** Data for processing **
::::::

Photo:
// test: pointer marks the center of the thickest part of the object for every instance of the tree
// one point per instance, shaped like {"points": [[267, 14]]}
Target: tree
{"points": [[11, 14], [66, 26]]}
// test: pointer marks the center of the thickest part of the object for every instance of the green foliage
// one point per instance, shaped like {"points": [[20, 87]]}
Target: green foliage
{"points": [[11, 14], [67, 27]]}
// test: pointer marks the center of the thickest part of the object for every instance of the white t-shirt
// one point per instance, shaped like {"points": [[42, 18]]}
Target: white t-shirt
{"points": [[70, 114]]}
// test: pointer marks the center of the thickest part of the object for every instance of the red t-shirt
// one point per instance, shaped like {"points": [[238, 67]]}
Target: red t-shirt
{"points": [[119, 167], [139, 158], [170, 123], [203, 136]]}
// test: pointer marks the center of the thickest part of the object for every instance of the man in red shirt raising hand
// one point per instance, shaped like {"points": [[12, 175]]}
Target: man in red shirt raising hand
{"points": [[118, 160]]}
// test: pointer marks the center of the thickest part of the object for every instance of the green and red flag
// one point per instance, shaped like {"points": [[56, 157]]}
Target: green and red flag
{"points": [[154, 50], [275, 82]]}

::::::

** Set problem **
Change every "thickest part" in the material above to "widest part" and give back all the lines with nothing else altered.

** Result below **
Photo:
// test: pointer marks the center of the widest part of the object for every instance of the tree
// one point per instance, shaped like {"points": [[267, 14]]}
Target: tree
{"points": [[11, 14], [66, 26]]}
// test: pointer marks the center of the widest part of the object for every instance of the green foliage
// one point per instance, shaped like {"points": [[20, 87]]}
Target: green foliage
{"points": [[11, 14], [67, 27]]}
// test: pointer marks the center of the widest part of the object for every instance of the white t-shirt
// one point per instance, shaped like {"points": [[42, 18]]}
Target: white t-shirt
{"points": [[70, 114]]}
// test: pointer marks the center of the widest part of the object for every instance of the red t-shirt
// one point per instance, shaped like {"points": [[238, 67]]}
Target: red t-shirt
{"points": [[119, 167], [139, 158], [170, 123], [203, 136]]}
// test: pointer marks the center of the widest part of the object for every instance of the man in red shirt raising hand
// one point per instance, shaped like {"points": [[12, 175]]}
Target: man in red shirt raising hand
{"points": [[118, 160]]}
// test: pointer marks the center of the widest part of the object for every instance of the green and red flag
// one point per instance, shaped like {"points": [[56, 157]]}
Target: green and red flag
{"points": [[154, 50], [275, 82]]}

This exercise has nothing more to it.